Opdrachten:
a) Schrijf het deel van het documentfragment tussen "1.[gedaagde sub 1]" en "2] genoemd worden.", beide inbegrepen, woord voor woord over.
b) Geef aan op welke datum de zaak volgens het documentfragment tijdens een mondelinge behandeling is besproken.

++++ Documentfragment

1.[gedaagde sub 1] ,

2.
[gedaagde sub 2],
beiden wonende te [woonplaats 2] ,
gedaagde partijen,
gemachtigde: mr. J.C. Jansen Schoonhoven.
Partijen zullen hierna [eiser] , [gedaagde sub 1] en [gedaagde sub 2] genoemd worden.

1.De procedure

1.1.
De kantonrechter heeft de volgende stukken ontvangen en gelezen:
- de dagvaarding van 27 juni 2023 met producties 1 tot en met 10;
- de conclusie van antwoord met producties 1 tot en met 9;
- de e-mail met aanvullende stukken van [gedaagde sub 1] en [gedaagde sub 2] van 9 november 2023.
1.2.
Op 20 november 2023 is de zaak besproken tijdens een mondelinge behandeling, waarvan de griffier aantekeningen heeft gemaakt. Daarbij was [eiser] aanwezig met zijn gemachtigde, mr. Meijer. [gedaagde sub 1] en [gedaagde sub 2] waren ook aanwezig met hun gemachtigde, mr. Jansen Schoonhoven.
1.3.
Na sluiting van de inhoudelijke behandeling heeft de kantonrechter op de zitting, mondeling uitspraak gedaan.

2.Waar gaat deze zaak over?

2.1.

++++++++
++++ Aangeleverde gegevens

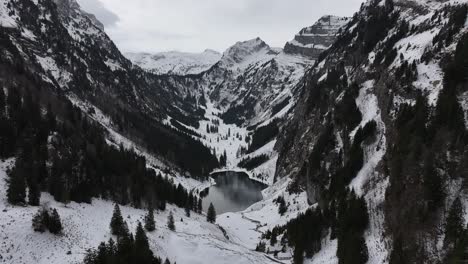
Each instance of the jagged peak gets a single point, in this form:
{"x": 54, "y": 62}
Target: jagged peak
{"x": 242, "y": 51}
{"x": 69, "y": 8}
{"x": 329, "y": 22}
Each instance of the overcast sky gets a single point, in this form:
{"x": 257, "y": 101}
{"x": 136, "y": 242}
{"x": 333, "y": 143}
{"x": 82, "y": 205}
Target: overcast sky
{"x": 196, "y": 25}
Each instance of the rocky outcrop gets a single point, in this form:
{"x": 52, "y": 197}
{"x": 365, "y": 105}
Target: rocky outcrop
{"x": 312, "y": 41}
{"x": 174, "y": 62}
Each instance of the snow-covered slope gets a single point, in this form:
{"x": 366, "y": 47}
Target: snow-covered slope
{"x": 313, "y": 40}
{"x": 391, "y": 57}
{"x": 174, "y": 62}
{"x": 195, "y": 241}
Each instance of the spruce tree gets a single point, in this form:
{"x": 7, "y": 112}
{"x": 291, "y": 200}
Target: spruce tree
{"x": 143, "y": 253}
{"x": 34, "y": 192}
{"x": 16, "y": 192}
{"x": 211, "y": 214}
{"x": 170, "y": 222}
{"x": 39, "y": 221}
{"x": 187, "y": 208}
{"x": 2, "y": 102}
{"x": 454, "y": 226}
{"x": 200, "y": 206}
{"x": 150, "y": 224}
{"x": 118, "y": 226}
{"x": 282, "y": 208}
{"x": 54, "y": 223}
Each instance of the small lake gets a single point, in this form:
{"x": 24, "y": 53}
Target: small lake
{"x": 233, "y": 192}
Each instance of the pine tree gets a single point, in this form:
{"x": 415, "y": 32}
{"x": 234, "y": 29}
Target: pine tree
{"x": 16, "y": 192}
{"x": 55, "y": 224}
{"x": 143, "y": 253}
{"x": 211, "y": 214}
{"x": 118, "y": 226}
{"x": 200, "y": 206}
{"x": 34, "y": 192}
{"x": 455, "y": 223}
{"x": 187, "y": 208}
{"x": 2, "y": 102}
{"x": 170, "y": 222}
{"x": 39, "y": 221}
{"x": 150, "y": 224}
{"x": 282, "y": 208}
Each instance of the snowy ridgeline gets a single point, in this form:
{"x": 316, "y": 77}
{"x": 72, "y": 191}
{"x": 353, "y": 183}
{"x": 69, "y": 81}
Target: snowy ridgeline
{"x": 173, "y": 62}
{"x": 87, "y": 225}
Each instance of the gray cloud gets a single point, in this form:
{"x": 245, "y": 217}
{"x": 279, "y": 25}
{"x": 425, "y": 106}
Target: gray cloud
{"x": 107, "y": 17}
{"x": 194, "y": 25}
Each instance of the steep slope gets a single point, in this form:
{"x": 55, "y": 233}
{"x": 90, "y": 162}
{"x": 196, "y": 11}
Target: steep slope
{"x": 60, "y": 44}
{"x": 312, "y": 41}
{"x": 87, "y": 225}
{"x": 174, "y": 62}
{"x": 382, "y": 114}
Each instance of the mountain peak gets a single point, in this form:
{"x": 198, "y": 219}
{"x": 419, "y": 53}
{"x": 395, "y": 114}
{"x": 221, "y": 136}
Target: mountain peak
{"x": 245, "y": 51}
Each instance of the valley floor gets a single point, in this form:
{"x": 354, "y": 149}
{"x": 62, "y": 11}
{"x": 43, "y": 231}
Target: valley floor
{"x": 86, "y": 225}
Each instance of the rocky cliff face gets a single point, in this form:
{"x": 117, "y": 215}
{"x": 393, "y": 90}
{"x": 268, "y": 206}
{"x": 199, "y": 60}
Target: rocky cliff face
{"x": 374, "y": 117}
{"x": 312, "y": 41}
{"x": 62, "y": 46}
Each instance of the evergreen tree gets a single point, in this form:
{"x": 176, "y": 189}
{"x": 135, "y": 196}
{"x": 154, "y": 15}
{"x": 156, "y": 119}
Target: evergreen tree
{"x": 150, "y": 224}
{"x": 2, "y": 102}
{"x": 282, "y": 208}
{"x": 16, "y": 192}
{"x": 34, "y": 192}
{"x": 200, "y": 206}
{"x": 118, "y": 226}
{"x": 170, "y": 222}
{"x": 39, "y": 221}
{"x": 143, "y": 253}
{"x": 57, "y": 182}
{"x": 187, "y": 208}
{"x": 54, "y": 223}
{"x": 455, "y": 223}
{"x": 211, "y": 214}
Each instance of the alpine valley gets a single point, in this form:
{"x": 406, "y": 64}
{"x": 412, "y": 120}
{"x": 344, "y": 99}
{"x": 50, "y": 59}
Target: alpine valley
{"x": 349, "y": 145}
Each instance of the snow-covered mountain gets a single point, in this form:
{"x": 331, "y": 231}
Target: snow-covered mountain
{"x": 312, "y": 41}
{"x": 363, "y": 147}
{"x": 174, "y": 62}
{"x": 380, "y": 114}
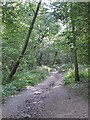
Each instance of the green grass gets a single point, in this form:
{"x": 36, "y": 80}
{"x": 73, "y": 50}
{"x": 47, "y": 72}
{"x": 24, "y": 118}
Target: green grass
{"x": 24, "y": 79}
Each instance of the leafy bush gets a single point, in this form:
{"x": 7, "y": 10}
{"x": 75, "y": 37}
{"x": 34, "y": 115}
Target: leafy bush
{"x": 70, "y": 77}
{"x": 23, "y": 79}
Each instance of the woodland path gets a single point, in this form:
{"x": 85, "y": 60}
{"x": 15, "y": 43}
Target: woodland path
{"x": 49, "y": 99}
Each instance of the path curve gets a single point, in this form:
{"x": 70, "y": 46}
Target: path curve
{"x": 49, "y": 99}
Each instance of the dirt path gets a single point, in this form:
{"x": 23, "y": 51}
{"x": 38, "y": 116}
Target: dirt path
{"x": 50, "y": 99}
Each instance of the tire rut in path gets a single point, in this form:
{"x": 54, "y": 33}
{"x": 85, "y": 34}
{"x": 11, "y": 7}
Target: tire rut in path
{"x": 49, "y": 99}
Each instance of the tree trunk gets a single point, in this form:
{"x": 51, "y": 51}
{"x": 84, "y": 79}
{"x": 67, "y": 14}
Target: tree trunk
{"x": 74, "y": 43}
{"x": 54, "y": 57}
{"x": 26, "y": 43}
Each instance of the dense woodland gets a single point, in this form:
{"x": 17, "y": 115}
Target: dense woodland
{"x": 39, "y": 38}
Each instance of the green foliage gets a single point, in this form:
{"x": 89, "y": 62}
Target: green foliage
{"x": 69, "y": 76}
{"x": 25, "y": 79}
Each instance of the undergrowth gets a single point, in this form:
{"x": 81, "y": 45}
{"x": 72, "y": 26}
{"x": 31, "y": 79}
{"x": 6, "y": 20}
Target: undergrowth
{"x": 70, "y": 77}
{"x": 24, "y": 79}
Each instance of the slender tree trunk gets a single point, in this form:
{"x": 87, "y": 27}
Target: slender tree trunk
{"x": 54, "y": 57}
{"x": 74, "y": 49}
{"x": 26, "y": 43}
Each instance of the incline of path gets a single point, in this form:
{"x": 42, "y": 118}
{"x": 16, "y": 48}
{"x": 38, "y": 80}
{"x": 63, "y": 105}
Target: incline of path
{"x": 49, "y": 99}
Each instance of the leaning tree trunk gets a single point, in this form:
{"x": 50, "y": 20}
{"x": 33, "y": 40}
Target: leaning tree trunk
{"x": 26, "y": 43}
{"x": 74, "y": 43}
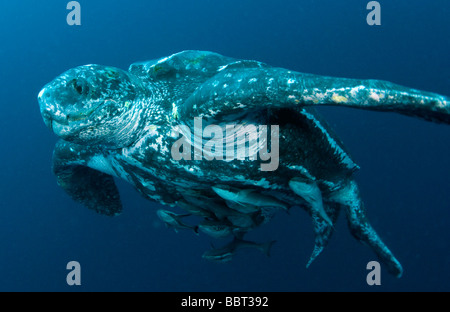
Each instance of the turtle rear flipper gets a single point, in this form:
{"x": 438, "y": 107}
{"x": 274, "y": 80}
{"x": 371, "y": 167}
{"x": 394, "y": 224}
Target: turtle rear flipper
{"x": 360, "y": 228}
{"x": 92, "y": 188}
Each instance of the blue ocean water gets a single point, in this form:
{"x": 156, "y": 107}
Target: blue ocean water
{"x": 405, "y": 162}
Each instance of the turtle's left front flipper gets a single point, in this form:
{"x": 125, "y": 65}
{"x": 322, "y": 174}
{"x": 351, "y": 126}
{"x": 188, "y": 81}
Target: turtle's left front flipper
{"x": 92, "y": 188}
{"x": 237, "y": 91}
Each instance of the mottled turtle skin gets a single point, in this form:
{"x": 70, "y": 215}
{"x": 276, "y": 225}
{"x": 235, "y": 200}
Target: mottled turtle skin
{"x": 116, "y": 123}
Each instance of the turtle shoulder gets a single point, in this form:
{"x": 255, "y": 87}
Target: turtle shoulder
{"x": 307, "y": 144}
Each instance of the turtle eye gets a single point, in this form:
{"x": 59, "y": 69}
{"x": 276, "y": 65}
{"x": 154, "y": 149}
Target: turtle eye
{"x": 80, "y": 86}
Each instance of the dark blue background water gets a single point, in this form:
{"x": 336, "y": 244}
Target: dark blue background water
{"x": 404, "y": 177}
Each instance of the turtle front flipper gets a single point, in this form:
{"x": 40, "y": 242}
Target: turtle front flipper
{"x": 237, "y": 91}
{"x": 360, "y": 228}
{"x": 92, "y": 188}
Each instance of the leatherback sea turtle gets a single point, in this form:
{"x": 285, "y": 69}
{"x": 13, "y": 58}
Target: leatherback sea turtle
{"x": 140, "y": 125}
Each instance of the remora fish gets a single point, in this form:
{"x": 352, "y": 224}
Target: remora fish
{"x": 225, "y": 254}
{"x": 173, "y": 220}
{"x": 215, "y": 229}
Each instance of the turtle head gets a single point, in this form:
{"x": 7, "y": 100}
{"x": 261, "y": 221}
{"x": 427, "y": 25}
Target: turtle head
{"x": 93, "y": 105}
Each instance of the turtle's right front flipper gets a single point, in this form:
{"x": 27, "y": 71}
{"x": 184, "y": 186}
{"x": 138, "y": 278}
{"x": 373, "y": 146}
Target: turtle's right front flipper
{"x": 92, "y": 188}
{"x": 242, "y": 90}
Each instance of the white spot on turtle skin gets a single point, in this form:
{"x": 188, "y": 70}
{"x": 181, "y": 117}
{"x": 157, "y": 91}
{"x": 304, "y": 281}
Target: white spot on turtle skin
{"x": 100, "y": 163}
{"x": 41, "y": 93}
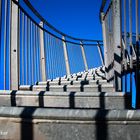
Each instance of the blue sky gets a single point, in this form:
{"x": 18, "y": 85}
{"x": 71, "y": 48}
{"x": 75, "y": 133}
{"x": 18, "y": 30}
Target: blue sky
{"x": 78, "y": 18}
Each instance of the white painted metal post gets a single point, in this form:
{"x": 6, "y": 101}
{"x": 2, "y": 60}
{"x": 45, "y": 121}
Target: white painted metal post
{"x": 66, "y": 56}
{"x": 84, "y": 56}
{"x": 105, "y": 45}
{"x": 100, "y": 53}
{"x": 42, "y": 54}
{"x": 14, "y": 67}
{"x": 117, "y": 44}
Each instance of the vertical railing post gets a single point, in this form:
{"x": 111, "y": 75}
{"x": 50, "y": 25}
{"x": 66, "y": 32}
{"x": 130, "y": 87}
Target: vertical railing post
{"x": 100, "y": 53}
{"x": 117, "y": 44}
{"x": 105, "y": 45}
{"x": 14, "y": 67}
{"x": 42, "y": 54}
{"x": 84, "y": 56}
{"x": 137, "y": 57}
{"x": 66, "y": 56}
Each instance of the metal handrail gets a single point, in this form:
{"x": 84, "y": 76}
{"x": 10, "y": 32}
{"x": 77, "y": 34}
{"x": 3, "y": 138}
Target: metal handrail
{"x": 53, "y": 28}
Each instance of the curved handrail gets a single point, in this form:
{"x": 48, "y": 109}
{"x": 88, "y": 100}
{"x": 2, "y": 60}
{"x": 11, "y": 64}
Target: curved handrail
{"x": 53, "y": 28}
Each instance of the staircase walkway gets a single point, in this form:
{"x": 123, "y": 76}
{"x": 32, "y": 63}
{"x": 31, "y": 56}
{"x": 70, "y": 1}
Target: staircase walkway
{"x": 83, "y": 106}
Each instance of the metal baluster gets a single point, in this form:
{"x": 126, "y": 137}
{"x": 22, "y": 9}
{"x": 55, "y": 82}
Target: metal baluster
{"x": 130, "y": 38}
{"x": 42, "y": 54}
{"x": 9, "y": 45}
{"x": 5, "y": 39}
{"x": 84, "y": 56}
{"x": 137, "y": 53}
{"x": 23, "y": 17}
{"x": 100, "y": 53}
{"x": 66, "y": 56}
{"x": 14, "y": 46}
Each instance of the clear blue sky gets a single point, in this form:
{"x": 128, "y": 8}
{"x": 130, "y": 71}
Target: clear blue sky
{"x": 78, "y": 18}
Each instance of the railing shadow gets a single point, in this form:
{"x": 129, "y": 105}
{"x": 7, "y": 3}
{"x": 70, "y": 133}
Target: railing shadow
{"x": 101, "y": 122}
{"x": 27, "y": 132}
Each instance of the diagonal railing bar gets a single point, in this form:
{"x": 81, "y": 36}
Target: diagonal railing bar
{"x": 52, "y": 27}
{"x": 129, "y": 35}
{"x": 36, "y": 53}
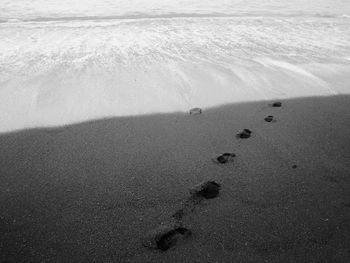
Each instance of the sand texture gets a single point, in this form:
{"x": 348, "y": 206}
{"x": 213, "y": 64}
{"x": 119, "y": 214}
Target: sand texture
{"x": 93, "y": 192}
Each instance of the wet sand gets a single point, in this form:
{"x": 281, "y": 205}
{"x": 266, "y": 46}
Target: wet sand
{"x": 91, "y": 192}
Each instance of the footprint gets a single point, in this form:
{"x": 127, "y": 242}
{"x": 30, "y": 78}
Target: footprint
{"x": 269, "y": 119}
{"x": 165, "y": 237}
{"x": 245, "y": 134}
{"x": 276, "y": 104}
{"x": 207, "y": 190}
{"x": 169, "y": 234}
{"x": 224, "y": 158}
{"x": 169, "y": 239}
{"x": 195, "y": 111}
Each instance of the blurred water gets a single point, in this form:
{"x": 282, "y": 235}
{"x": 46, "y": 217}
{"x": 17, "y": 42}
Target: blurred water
{"x": 67, "y": 61}
{"x": 50, "y": 9}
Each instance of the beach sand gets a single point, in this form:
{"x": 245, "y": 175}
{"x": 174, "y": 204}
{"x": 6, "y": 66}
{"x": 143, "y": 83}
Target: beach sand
{"x": 91, "y": 192}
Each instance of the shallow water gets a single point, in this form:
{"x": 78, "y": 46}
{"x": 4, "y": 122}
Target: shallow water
{"x": 64, "y": 61}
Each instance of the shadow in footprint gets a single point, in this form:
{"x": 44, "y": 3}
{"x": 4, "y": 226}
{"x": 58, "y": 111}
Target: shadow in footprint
{"x": 169, "y": 234}
{"x": 165, "y": 237}
{"x": 207, "y": 190}
{"x": 269, "y": 119}
{"x": 276, "y": 104}
{"x": 224, "y": 158}
{"x": 245, "y": 134}
{"x": 195, "y": 111}
{"x": 169, "y": 239}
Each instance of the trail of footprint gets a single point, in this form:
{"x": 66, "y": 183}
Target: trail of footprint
{"x": 169, "y": 234}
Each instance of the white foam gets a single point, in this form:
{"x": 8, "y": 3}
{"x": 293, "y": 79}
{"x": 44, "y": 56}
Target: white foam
{"x": 60, "y": 73}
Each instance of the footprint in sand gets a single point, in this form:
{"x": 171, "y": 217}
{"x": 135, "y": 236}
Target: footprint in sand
{"x": 245, "y": 134}
{"x": 165, "y": 237}
{"x": 276, "y": 104}
{"x": 195, "y": 111}
{"x": 269, "y": 118}
{"x": 207, "y": 190}
{"x": 169, "y": 234}
{"x": 224, "y": 158}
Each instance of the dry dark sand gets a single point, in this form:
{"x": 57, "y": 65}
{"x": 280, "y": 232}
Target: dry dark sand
{"x": 90, "y": 192}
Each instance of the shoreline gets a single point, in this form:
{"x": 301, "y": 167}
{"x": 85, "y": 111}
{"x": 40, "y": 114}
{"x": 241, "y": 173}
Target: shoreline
{"x": 92, "y": 191}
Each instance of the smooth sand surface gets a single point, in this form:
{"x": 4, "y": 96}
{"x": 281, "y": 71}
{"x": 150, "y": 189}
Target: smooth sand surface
{"x": 90, "y": 192}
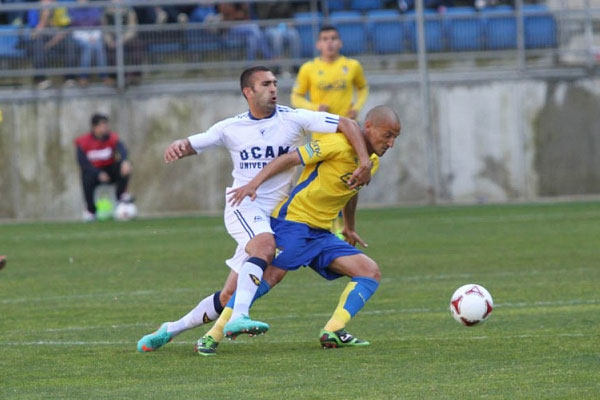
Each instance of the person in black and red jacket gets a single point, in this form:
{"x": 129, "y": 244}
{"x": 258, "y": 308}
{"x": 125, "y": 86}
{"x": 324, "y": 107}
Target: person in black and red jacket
{"x": 103, "y": 159}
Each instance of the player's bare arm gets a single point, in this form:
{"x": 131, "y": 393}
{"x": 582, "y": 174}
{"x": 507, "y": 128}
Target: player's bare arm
{"x": 349, "y": 231}
{"x": 276, "y": 166}
{"x": 362, "y": 174}
{"x": 178, "y": 149}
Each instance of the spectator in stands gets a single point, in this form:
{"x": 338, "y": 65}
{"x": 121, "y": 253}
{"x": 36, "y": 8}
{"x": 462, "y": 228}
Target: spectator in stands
{"x": 249, "y": 31}
{"x": 89, "y": 38}
{"x": 16, "y": 17}
{"x": 283, "y": 33}
{"x": 132, "y": 46}
{"x": 102, "y": 158}
{"x": 177, "y": 14}
{"x": 50, "y": 42}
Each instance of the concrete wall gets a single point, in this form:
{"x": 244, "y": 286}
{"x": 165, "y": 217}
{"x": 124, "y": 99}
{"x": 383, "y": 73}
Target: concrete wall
{"x": 492, "y": 142}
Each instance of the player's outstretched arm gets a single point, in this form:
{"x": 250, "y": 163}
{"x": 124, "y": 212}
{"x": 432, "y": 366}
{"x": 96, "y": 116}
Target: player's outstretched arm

++++++++

Resultaten:
a)
1.[gedaagde sub 1] ,

2.
[gedaagde sub 2],
beiden wonende te [woonplaats 2] ,
gedaagde partijen,
gemachtigde: mr. J.C. Jansen Schoonhoven.
Partijen zullen hierna [eiser] , [gedaagde sub 1] en [gedaagde sub 2] genoemd worden.

b) Op 20 november 2023.